• Stated problem 1:
Retype the court opinion excerpt from "Although the naming" up to and including "in these cases.".
• Stated problem 2:
Gather every line of the entries that contains the word "windshield", matching case exactly.

··· Document excerpt

In seeking dismissal of the complaints against him, Rosen argues that "the application of the nominal defendant doctrine in a securities enforcement action is strictly limited in scope to persons that: '(1) [have] received ill-gotten funds, and (2) [do] not have a legitimate claim to those funds.'" (quoting SEC v. Cavanaugh, 155 F.3d 129, 136 (2d Cir. 1998) (emphasis supplied)). He argues that because the plaintiffs have not alleged that the funds in his possession are ill-gotten, he cannot be named as a nominal defendant.

Rosen overlooks the fact that although these actions are brought under the securities laws, they are not "securities enforcement actions." As a result, he places undue emphasis on the Cavanaugh court's use of the phrase "ill gotten," a descriptor that is particular to cases in which the Government seeks to obtain disgorgement of funds that are tainted by violations of the law. See FTC v. Bronson Partners, LLC, 654 F.3d 359, 372 (2d Cir. 2011) ("[D]isgorgement is a distinctly public-regarding remedy, available only to government entities seeking to enforce explicit statutory provisions.")

Although the naming of nominal or relief defendants is common in enforcement actions, the practice is not limited to cases in which the funds at issue are tainted by misconduct. Indeed, as noted above, the paradigmatic relief defendant is a properly appointed trustee who holds legal title over property, the equitable ownership of which is in dispute. Accordingly, joinder of Rosen is proper in these cases.

II. Subject Matter Jurisdiction

Next, Rosen argues that the Court lacks subject matter jurisdiction over the plaintiffs' claims against him. Citing Aetna Life Ins. Co. v. Haworth, 300 U.S. 227 (1937), he notes that in order for a case to be justiciable, "[t]he controversy must be definite and concrete, touching the legal relations of parties having adverse legal interests." Id. at 240-41. He suggests that, in this case, no case or controversy exists in so far as he is concerned, because his conduct is not alleged to have been improper and because the plaintiffs' claims to the Holdback Fund are contingent.

Rosen's argument is misplaced. The Constitution's case-or-controversy requirement is satisfied by the plaintiffs' allegations that IEAM and its officers violated the securities laws. Rosen is joined in his capacity as a custodian of the defendants' assets for the purpose of facilitating the enforcement of any award the plaintiffs might recover. No cause of action is asserted against him. For this reason, the Fourth Circuit has concluded that "once the district court has acquired subject matter jurisdiction over the litigation regarding the conduct that produced the funds, it is not necessary for the court to separately obtain subject matter jurisdiction over the claim to the funds held by the nominal defendant." CFTC v. Kimberlynn Creek Ranch, Inc., 276 F.3d 187, 191 (4th Cir. 2002).

······
··· Given entries

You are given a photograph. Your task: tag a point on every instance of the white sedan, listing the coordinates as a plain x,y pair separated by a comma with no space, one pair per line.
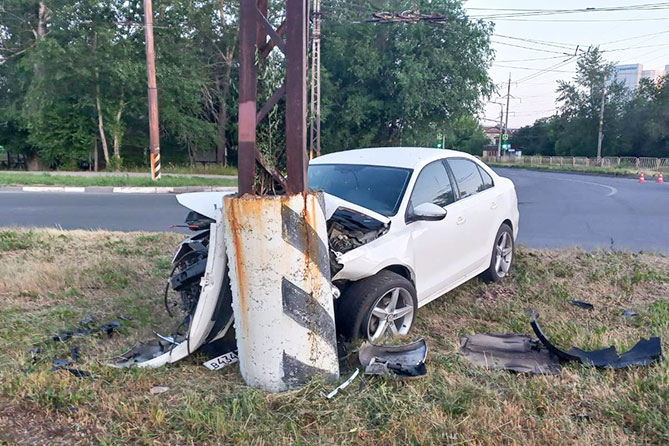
407,225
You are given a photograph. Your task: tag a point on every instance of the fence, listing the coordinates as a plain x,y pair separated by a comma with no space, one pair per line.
623,162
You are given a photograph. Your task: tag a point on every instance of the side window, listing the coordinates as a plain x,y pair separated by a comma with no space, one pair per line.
467,176
433,186
487,179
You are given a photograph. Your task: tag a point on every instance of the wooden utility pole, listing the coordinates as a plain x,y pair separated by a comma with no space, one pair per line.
154,136
600,137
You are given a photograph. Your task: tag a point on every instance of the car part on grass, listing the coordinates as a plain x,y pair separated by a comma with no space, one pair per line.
204,298
107,328
402,361
515,352
581,304
343,385
645,352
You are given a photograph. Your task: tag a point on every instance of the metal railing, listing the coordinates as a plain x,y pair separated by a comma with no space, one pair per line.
623,162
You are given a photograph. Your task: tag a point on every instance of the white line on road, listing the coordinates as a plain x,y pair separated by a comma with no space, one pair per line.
612,190
53,189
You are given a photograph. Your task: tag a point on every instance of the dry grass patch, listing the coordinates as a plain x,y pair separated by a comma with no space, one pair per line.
49,280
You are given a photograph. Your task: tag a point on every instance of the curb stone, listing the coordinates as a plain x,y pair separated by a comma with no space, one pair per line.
118,190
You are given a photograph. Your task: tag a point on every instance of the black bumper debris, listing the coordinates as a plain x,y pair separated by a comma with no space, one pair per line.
645,352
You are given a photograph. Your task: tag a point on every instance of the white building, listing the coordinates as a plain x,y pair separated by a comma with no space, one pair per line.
630,75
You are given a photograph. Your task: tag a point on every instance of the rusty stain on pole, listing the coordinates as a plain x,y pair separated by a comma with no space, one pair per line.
154,136
296,96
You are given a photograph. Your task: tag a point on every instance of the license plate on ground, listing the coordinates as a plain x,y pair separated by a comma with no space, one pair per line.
222,361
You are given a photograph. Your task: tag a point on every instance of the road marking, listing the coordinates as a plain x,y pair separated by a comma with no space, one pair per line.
612,190
53,189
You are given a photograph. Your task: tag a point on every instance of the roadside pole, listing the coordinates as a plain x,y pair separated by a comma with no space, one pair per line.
154,136
276,237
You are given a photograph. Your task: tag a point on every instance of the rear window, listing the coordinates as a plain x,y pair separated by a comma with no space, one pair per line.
378,188
467,176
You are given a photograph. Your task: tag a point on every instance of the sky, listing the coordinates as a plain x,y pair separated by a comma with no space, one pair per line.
626,37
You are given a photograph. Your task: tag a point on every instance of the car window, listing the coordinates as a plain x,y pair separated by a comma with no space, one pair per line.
378,188
467,176
433,186
487,179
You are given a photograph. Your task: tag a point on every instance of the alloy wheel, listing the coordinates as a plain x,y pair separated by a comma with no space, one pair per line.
391,315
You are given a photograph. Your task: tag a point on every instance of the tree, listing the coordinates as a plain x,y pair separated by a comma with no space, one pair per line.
394,84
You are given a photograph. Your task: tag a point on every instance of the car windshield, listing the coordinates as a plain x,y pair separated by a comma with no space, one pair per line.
377,188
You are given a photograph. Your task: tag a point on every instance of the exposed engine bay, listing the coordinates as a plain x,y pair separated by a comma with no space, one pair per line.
348,230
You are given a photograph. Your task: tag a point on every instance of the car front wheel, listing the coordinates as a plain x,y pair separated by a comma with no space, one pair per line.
502,255
380,306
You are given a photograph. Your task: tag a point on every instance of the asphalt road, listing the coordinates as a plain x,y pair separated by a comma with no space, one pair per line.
556,210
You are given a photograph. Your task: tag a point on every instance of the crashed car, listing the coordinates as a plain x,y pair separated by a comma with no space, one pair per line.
405,226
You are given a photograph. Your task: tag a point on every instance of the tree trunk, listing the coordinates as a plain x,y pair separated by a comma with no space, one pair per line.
101,126
118,132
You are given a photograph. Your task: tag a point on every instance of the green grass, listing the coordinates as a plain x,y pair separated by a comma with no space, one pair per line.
18,179
56,278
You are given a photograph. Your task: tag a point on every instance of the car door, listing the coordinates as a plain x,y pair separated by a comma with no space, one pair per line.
477,207
437,245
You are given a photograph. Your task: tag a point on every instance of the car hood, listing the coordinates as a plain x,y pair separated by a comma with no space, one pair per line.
209,204
332,203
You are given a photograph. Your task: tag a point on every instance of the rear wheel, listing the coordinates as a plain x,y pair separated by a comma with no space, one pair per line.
502,255
377,307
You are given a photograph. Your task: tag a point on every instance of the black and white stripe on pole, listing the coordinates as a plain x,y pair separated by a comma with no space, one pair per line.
282,295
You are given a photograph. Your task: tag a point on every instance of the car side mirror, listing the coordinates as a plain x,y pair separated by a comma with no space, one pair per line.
427,212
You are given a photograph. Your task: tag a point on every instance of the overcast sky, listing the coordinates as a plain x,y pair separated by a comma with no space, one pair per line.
629,36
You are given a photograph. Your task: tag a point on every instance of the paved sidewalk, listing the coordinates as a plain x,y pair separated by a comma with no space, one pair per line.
88,174
118,190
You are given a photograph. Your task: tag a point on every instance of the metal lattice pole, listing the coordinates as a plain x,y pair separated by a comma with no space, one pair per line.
315,127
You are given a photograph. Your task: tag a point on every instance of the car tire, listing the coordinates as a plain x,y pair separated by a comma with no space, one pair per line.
361,309
503,255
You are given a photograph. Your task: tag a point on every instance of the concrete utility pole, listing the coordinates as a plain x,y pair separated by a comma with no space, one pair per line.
600,137
154,136
315,128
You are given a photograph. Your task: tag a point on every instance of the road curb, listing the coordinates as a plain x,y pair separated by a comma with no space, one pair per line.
118,190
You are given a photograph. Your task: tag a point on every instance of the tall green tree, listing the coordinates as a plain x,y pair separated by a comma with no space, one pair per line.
396,84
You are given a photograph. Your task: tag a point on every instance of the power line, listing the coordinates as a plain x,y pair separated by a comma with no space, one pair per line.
532,69
530,48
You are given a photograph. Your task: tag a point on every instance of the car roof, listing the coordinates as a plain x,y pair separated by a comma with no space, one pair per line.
406,157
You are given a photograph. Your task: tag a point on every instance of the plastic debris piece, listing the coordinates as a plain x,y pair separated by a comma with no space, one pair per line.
61,362
109,327
581,304
158,390
343,385
514,352
88,320
645,352
401,360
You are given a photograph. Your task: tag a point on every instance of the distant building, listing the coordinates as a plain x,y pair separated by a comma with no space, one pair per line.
630,75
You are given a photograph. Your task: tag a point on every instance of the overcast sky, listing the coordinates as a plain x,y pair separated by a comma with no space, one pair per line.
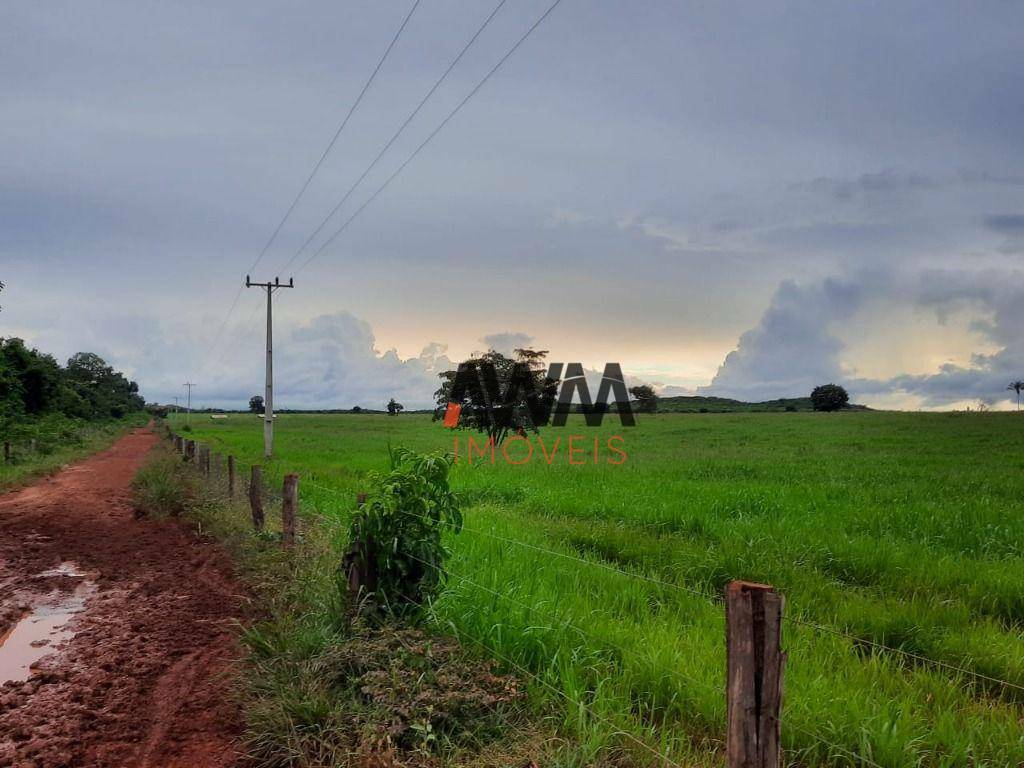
737,199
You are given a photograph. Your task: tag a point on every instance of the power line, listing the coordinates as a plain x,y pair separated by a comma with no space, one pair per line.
397,133
316,167
430,137
337,133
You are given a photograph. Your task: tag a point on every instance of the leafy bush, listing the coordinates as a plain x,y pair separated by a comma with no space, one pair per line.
395,556
829,397
161,487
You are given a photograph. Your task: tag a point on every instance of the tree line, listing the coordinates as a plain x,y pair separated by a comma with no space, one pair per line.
34,384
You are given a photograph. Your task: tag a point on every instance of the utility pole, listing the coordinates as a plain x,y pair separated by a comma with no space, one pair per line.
268,395
189,385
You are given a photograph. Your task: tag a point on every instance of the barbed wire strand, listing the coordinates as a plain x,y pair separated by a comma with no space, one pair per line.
719,599
555,620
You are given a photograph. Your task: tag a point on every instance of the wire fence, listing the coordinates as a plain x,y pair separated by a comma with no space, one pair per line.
347,503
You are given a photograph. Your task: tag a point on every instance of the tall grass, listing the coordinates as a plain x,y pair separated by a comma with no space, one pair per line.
58,440
903,529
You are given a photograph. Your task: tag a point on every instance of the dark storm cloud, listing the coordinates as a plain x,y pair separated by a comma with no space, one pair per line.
637,176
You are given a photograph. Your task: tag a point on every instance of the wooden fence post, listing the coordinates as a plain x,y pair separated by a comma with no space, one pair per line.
289,505
755,667
255,502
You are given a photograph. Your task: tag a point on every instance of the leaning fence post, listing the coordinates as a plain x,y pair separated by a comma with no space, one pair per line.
289,505
255,502
755,667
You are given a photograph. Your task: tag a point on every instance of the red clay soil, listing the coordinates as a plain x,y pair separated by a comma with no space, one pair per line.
145,680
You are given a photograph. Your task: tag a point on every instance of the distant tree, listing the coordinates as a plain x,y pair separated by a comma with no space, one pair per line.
829,397
1017,386
525,374
646,398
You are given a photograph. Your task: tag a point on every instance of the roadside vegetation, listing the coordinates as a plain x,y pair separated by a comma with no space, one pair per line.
52,414
327,681
897,529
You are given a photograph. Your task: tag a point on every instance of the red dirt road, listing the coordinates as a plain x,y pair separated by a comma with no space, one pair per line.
144,681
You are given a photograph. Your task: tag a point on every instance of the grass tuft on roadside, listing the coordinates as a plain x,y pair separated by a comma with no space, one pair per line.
320,688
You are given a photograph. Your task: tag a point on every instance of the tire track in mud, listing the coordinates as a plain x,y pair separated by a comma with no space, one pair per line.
144,680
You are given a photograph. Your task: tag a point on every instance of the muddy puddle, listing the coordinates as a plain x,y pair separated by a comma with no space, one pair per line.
45,625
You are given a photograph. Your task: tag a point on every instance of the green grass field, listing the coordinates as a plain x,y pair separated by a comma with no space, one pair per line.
57,441
902,529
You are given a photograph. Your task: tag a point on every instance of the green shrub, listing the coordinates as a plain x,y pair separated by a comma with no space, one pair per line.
395,558
161,487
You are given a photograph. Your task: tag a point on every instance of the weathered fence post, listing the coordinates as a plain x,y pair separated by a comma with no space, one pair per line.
360,581
255,502
289,505
755,667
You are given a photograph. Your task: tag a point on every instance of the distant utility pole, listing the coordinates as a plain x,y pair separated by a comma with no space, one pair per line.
189,385
268,396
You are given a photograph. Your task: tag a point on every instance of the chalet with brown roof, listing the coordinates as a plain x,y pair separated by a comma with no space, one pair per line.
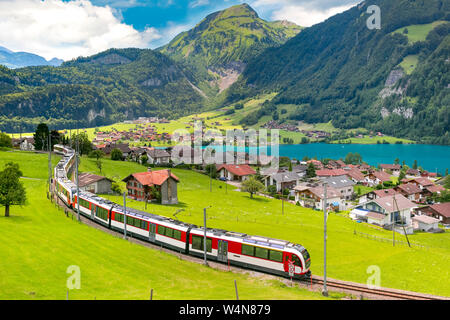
330,172
377,177
141,185
94,183
312,196
390,209
232,172
421,182
440,211
394,168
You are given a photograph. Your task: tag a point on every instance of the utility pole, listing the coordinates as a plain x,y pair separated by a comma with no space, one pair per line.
204,234
325,290
125,215
49,165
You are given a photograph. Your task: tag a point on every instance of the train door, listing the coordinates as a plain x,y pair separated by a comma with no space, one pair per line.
152,232
222,251
286,259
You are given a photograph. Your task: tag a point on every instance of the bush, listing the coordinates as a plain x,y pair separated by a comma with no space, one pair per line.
116,188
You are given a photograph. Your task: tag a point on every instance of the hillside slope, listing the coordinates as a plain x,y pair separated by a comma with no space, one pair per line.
339,70
111,86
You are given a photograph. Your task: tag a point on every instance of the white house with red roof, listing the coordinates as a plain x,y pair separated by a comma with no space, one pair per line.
140,185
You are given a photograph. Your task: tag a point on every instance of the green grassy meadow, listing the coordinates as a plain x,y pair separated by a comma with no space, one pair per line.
39,243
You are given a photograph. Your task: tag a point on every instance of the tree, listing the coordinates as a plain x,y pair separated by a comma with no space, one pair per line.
96,154
99,165
41,137
252,185
5,140
211,170
144,160
12,191
310,170
116,154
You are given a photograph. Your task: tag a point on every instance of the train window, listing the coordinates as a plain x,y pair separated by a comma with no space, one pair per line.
276,255
177,234
296,260
118,217
248,250
84,203
161,230
197,243
101,213
261,253
169,232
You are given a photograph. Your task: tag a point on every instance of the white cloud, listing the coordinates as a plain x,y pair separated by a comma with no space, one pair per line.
53,28
198,3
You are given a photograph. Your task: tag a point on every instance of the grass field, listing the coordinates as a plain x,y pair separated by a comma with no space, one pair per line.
349,256
39,243
409,63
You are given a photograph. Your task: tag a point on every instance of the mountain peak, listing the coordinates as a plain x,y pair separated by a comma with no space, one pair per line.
240,10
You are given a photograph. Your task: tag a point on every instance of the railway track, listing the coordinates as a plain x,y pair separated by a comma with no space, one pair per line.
343,286
383,293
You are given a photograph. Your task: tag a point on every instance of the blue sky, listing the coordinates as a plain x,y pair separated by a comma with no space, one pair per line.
71,28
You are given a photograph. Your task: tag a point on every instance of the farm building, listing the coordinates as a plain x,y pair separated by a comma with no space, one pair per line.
234,172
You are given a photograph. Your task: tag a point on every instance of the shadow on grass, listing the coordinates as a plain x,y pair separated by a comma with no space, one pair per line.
257,199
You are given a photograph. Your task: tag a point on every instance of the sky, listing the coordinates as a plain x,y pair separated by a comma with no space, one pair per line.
67,29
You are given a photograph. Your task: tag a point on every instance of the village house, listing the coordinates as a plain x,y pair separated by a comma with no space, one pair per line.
94,184
330,172
391,168
376,194
421,182
377,177
284,179
355,175
387,210
27,144
440,211
342,184
312,196
410,191
140,185
234,172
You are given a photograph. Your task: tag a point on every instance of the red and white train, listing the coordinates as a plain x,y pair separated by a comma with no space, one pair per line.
252,252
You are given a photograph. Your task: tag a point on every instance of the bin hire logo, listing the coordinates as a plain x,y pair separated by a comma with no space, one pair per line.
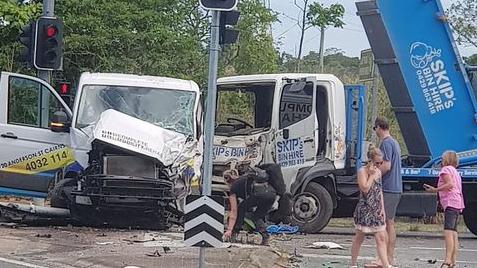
431,73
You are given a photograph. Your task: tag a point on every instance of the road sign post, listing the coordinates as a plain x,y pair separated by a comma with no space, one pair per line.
48,12
210,113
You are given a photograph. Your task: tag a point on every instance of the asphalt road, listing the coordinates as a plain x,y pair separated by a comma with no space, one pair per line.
71,247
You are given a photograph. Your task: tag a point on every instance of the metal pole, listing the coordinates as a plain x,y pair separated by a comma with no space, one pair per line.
48,11
374,101
210,113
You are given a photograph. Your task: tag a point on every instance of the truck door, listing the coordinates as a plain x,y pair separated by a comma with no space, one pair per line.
295,144
31,154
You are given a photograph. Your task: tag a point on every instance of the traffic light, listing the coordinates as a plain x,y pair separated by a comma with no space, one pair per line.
27,38
64,89
221,5
228,19
49,44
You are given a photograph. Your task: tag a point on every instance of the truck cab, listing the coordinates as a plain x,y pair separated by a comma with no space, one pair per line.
129,145
298,121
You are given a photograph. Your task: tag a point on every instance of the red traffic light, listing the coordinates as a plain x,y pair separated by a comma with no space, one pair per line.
64,88
50,31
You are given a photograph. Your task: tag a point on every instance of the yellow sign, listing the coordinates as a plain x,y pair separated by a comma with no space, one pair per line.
43,160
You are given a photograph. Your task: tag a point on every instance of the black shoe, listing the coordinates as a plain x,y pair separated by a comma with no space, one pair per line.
265,239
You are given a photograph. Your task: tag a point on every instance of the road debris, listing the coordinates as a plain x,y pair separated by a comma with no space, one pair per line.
325,245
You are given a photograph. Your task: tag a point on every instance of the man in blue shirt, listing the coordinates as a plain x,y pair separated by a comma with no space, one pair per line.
392,180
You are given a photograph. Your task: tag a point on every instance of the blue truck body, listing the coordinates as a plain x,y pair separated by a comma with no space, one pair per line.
430,93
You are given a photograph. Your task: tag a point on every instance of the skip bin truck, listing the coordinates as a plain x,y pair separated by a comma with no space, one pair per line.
313,125
125,155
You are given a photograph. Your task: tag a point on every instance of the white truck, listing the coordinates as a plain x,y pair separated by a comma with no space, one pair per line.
128,147
310,124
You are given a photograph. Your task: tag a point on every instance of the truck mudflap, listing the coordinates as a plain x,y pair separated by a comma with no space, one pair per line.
103,200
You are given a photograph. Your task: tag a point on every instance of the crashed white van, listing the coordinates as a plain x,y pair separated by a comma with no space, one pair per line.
128,150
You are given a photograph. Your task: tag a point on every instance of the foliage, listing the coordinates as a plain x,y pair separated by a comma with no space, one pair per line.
323,17
254,51
462,16
163,37
13,16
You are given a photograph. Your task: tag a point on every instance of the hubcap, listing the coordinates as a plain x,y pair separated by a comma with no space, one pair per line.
306,207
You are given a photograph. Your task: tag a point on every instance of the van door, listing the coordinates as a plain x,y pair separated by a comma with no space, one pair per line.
295,144
31,153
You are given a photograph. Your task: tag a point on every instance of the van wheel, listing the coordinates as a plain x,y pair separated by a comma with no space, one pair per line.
470,217
312,209
61,194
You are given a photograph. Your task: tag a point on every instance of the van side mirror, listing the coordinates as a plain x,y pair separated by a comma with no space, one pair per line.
59,122
286,133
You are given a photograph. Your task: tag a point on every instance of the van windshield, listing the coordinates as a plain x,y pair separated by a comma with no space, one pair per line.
169,109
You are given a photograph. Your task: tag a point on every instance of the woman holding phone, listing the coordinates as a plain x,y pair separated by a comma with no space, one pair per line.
449,188
369,217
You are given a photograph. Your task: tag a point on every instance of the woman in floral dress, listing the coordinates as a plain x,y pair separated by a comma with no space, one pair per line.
369,215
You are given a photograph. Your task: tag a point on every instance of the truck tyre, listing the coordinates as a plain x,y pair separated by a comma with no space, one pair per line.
470,217
61,194
312,209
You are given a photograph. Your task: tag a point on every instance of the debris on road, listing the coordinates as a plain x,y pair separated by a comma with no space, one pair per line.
43,235
104,243
325,245
154,254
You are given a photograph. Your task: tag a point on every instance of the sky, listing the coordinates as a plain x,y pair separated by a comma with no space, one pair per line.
352,38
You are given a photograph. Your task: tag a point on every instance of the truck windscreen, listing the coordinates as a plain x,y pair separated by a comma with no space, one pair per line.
169,109
244,108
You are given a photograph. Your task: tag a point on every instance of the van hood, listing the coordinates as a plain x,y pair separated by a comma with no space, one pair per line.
144,138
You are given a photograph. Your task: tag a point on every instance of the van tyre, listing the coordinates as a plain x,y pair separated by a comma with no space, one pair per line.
470,217
312,209
61,194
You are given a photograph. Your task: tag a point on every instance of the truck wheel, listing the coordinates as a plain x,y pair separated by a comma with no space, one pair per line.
61,194
470,217
312,209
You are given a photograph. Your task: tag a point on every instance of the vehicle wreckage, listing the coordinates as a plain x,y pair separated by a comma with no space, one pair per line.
126,156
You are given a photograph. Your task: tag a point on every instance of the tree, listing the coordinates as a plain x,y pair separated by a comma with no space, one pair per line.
254,52
323,17
162,37
462,16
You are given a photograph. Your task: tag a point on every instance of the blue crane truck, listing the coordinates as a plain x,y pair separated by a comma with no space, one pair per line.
432,92
313,126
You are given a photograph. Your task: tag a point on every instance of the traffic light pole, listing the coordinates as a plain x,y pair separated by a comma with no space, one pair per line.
49,12
210,113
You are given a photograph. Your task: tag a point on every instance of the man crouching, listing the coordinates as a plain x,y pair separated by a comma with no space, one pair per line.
254,191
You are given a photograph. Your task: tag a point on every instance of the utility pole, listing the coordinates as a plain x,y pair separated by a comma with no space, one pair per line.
209,120
322,44
48,12
374,100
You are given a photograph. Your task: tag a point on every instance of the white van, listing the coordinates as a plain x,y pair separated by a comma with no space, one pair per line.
130,143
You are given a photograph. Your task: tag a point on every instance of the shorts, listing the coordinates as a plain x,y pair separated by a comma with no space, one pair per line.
451,218
391,201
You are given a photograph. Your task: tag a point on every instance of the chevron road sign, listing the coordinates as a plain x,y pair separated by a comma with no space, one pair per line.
204,221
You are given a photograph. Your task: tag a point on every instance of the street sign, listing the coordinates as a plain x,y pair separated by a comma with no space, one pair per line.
204,221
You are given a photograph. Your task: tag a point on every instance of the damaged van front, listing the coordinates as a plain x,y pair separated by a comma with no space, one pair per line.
135,142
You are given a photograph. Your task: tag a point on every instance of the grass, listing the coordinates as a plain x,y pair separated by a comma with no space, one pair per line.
406,224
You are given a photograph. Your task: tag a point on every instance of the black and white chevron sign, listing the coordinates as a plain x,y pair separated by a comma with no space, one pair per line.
204,221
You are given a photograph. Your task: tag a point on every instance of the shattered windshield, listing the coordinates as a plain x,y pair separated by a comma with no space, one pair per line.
169,109
244,108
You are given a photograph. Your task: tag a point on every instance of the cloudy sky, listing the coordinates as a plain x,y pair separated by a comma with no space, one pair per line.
352,38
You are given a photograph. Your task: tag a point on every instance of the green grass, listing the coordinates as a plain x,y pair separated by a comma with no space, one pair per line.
405,224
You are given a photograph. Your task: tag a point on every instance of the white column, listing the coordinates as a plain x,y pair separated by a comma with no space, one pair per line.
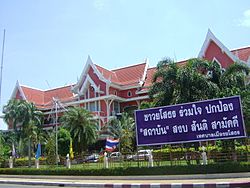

······

• Task output 1:
Although the naming of nominal or relief defendants is common in enforcement actions, the practice is not limited to cases in which the funds at issue are tainted by misconduct. Indeed, as noted above, the paradigmatic relief defendant is a properly appointed trustee who holds legal title over property, the equitable ownership of which is in dispute. Accordingly, joinder of Rosen is proper in these cases.

• Task output 2:
You are given a photograph. Your task: tag a point on every instance of the car windshield, listing the coordinates as a plain x,y pair separated by a comma with no space, one pair per line.
You are given a photograph. Your task: tag a point on every instance of the van windshield, listing the coordinates as a plain x,y pair separated by a comma with no space, one pair per line.
You are given a photograph. Your task: tag a point on every instance of the shattered windshield, listing the coordinates as a plain x,y pair separated by a comma with no space, one pair per line.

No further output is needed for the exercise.